Goal of the exercise: Which lines in the records below contain the string "rocky"? Copy each matching line, with case counting.

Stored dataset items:

* START *

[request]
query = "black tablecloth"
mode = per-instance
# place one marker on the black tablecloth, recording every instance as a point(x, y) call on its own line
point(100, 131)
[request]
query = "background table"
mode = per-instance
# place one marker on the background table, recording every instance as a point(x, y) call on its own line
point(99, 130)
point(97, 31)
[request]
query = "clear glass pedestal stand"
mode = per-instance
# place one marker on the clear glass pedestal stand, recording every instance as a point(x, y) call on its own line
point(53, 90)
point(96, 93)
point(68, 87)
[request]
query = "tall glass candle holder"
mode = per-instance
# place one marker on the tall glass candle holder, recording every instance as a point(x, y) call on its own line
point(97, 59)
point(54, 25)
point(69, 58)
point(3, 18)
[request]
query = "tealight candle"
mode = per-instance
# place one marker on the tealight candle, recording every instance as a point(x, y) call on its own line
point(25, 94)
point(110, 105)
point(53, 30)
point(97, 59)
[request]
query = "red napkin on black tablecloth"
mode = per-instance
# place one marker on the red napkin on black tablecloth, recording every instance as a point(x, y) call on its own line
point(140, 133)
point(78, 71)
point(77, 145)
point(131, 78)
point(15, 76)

* END *
* START *

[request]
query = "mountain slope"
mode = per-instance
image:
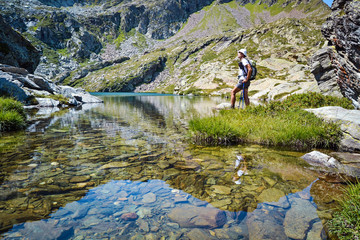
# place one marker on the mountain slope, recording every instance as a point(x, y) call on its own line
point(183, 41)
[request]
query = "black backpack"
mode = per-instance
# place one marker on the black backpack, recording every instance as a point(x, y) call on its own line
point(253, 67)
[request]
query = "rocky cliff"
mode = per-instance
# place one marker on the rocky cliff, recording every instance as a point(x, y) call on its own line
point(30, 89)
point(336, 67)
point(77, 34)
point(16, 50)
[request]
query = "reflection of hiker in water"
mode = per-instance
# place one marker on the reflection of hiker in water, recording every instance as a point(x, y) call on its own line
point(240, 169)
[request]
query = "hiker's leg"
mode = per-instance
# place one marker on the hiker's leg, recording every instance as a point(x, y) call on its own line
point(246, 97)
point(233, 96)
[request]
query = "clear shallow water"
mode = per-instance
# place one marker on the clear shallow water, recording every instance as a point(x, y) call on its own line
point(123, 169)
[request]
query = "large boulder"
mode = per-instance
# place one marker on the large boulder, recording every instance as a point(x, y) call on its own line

* END *
* START *

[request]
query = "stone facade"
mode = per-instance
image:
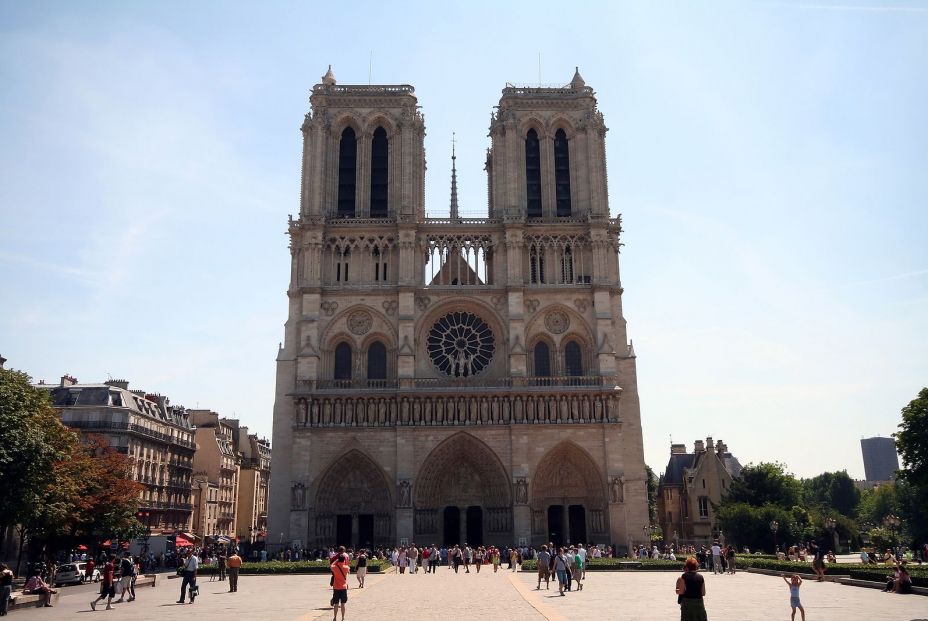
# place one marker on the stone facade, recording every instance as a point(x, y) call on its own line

* END *

Full output:
query = "rocky cliff"
# place one marker on the rocky cliff, recording every instance as a point(x, y) call on its own line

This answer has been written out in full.